Items from a data source
━━━━━━━━
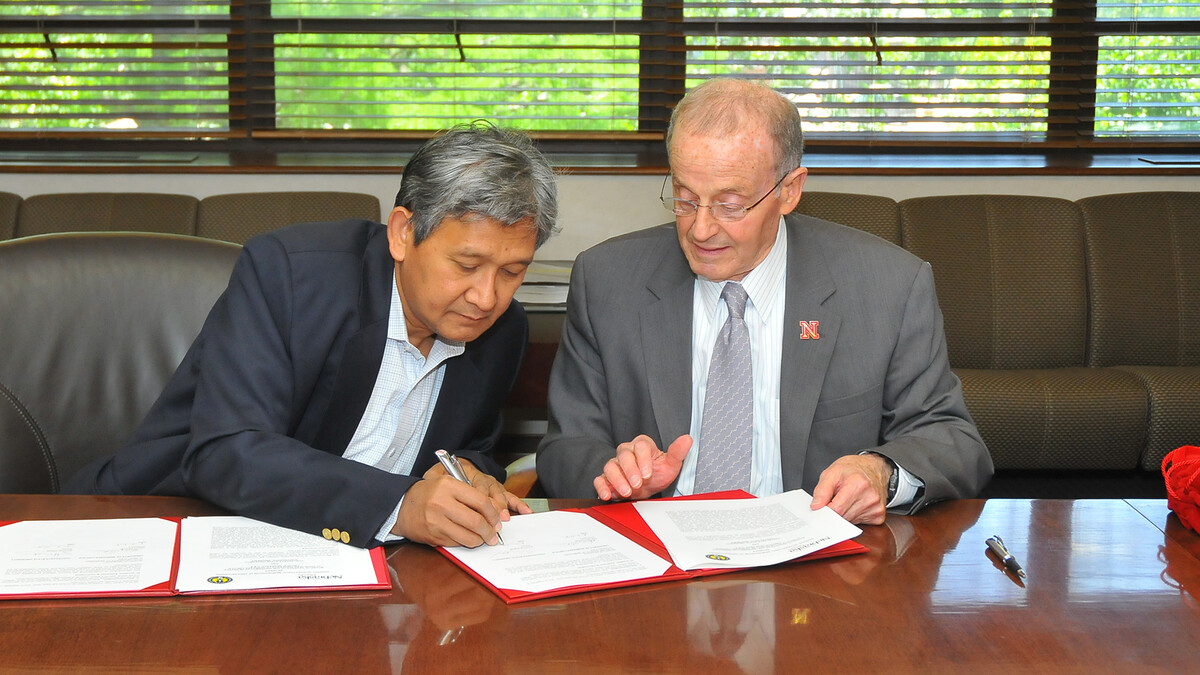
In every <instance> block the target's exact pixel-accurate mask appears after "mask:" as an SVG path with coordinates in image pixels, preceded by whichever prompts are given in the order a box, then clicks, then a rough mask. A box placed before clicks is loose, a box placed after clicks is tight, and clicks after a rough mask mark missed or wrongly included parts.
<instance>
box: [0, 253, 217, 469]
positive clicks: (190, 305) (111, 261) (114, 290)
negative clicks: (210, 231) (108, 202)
mask: <svg viewBox="0 0 1200 675" xmlns="http://www.w3.org/2000/svg"><path fill="white" fill-rule="evenodd" d="M240 250H241V247H240V246H236V245H234V244H228V243H224V241H211V240H205V239H198V238H194V237H180V235H170V234H148V233H65V234H47V235H42V237H30V238H23V239H13V240H10V241H2V243H0V317H2V321H0V345H2V348H4V352H5V358H4V359H0V434H2V436H0V492H42V491H58V490H59V486H60V484H61V483H62V482H65V480H66V479H67V478H70V477H71V474H73V473H74V472H76V471H78V470H79V468H80V467H82V466H83V465H85V464H88V462H89V461H91V460H92V459H95V458H98V456H102V455H106V454H110V453H113V452H115V450H116V449H118V448H119V447H120V444H121V443H122V442H125V440H126V438H127V437H128V436H130V435H131V434H132V432H133V429H134V428H136V426H137V424H139V423H140V422H142V418H143V417H144V416H145V413H146V411H149V410H150V406H151V404H154V401H155V400H156V399H157V398H158V394H160V393H161V392H162V389H163V387H164V386H166V383H167V380H168V378H169V377H170V375H172V374H173V372H174V371H175V368H176V366H178V365H179V363H180V360H182V357H184V353H185V352H186V351H187V348H188V346H191V344H192V341H193V340H194V337H196V335H197V334H198V333H199V330H200V325H202V324H203V322H204V318H205V317H206V316H208V312H209V310H210V309H211V306H212V304H214V301H216V299H217V297H218V295H220V294H221V293H222V292H223V291H224V288H226V286H227V283H228V280H229V274H230V271H232V270H233V265H234V262H235V259H236V257H238V255H239V252H240Z"/></svg>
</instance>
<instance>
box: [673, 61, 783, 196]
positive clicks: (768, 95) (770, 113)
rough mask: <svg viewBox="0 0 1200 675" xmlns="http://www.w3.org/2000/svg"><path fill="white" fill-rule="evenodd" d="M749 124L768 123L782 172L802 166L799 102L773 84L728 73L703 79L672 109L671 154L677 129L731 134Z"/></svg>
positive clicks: (710, 134) (732, 134) (745, 126)
mask: <svg viewBox="0 0 1200 675" xmlns="http://www.w3.org/2000/svg"><path fill="white" fill-rule="evenodd" d="M749 125H760V126H762V127H764V129H766V130H767V132H768V133H769V135H770V137H772V139H773V141H774V142H775V161H776V173H778V175H780V177H782V175H785V174H786V173H787V172H790V171H792V169H794V168H796V167H798V166H800V160H802V159H803V156H804V131H803V130H802V129H800V113H799V110H797V109H796V104H794V103H792V102H791V101H788V100H787V97H786V96H784V95H782V94H780V92H779V91H775V90H774V89H770V88H769V86H764V85H762V84H756V83H752V82H745V80H742V79H732V78H726V77H720V78H714V79H708V80H704V82H702V83H700V85H698V86H696V88H695V89H692V90H691V91H689V92H688V95H686V96H684V97H683V100H682V101H679V104H677V106H676V108H674V110H671V125H670V126H667V157H668V159H670V156H671V138H672V136H673V135H674V132H676V129H686V130H688V131H690V132H692V133H698V135H702V136H730V135H734V133H738V132H739V131H740V130H744V129H746V126H749Z"/></svg>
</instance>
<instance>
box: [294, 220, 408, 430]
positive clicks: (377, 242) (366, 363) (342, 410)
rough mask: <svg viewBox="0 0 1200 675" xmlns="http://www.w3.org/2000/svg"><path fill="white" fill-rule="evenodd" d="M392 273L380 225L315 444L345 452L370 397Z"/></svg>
mask: <svg viewBox="0 0 1200 675" xmlns="http://www.w3.org/2000/svg"><path fill="white" fill-rule="evenodd" d="M395 273H396V265H395V262H394V261H392V258H391V255H390V253H389V252H388V237H386V234H385V233H384V231H382V229H380V231H379V232H377V233H376V234H373V235H372V239H371V240H370V241H368V243H367V246H366V252H365V253H364V256H362V286H361V288H362V291H361V293H360V295H359V317H360V319H359V329H358V331H355V333H354V334H353V335H350V336H349V337H348V339H347V340H346V344H344V345H343V346H342V365H341V366H340V368H338V370H337V378H336V381H335V384H334V393H332V398H331V400H330V404H329V411H328V412H326V413H325V419H324V424H322V426H320V429H319V430H318V431H317V436H316V438H314V440H313V447H316V448H318V449H322V450H325V452H328V453H335V454H342V453H344V452H346V447H347V446H349V443H350V438H353V437H354V431H355V430H356V429H358V426H359V420H361V419H362V412H364V411H366V407H367V401H370V400H371V392H372V389H374V381H376V378H377V377H378V375H379V364H380V363H382V362H383V347H384V342H385V341H386V339H388V312H389V310H390V309H391V289H392V286H394V285H395V283H396V277H395Z"/></svg>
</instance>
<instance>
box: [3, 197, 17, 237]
mask: <svg viewBox="0 0 1200 675" xmlns="http://www.w3.org/2000/svg"><path fill="white" fill-rule="evenodd" d="M18 208H20V196H18V195H13V193H12V192H0V240H2V239H12V235H13V233H14V232H16V231H17V209H18Z"/></svg>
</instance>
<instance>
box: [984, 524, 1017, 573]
mask: <svg viewBox="0 0 1200 675" xmlns="http://www.w3.org/2000/svg"><path fill="white" fill-rule="evenodd" d="M988 548H989V549H991V552H994V554H996V556H997V557H998V558H1000V561H1001V562H1003V563H1004V567H1007V568H1009V569H1010V571H1013V574H1016V575H1018V577H1020V578H1021V579H1025V571H1024V569H1021V563H1019V562H1016V558H1015V557H1013V554H1010V552H1008V546H1006V545H1004V540H1003V539H1001V538H1000V536H998V534H992V536H991V537H988Z"/></svg>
━━━━━━━━
* [PROMPT]
In the data above, please extract the lines from the first one through the line with "box: [0, 253, 217, 469]", exactly, and keep pictures out.

* [ANSWER BELOW]
In every <instance> block the target's exact pixel-accurate mask appears after "mask:" as an SVG path with coordinates in image pixels, preceded by whichever prompts are given in the order a box, then clicks, then a rough mask. A box placed before clicks is loose, a box placed after clicks is tight, and clicks after a rough mask mark missed or wrongly included parts.
<instance>
box: [0, 253, 217, 469]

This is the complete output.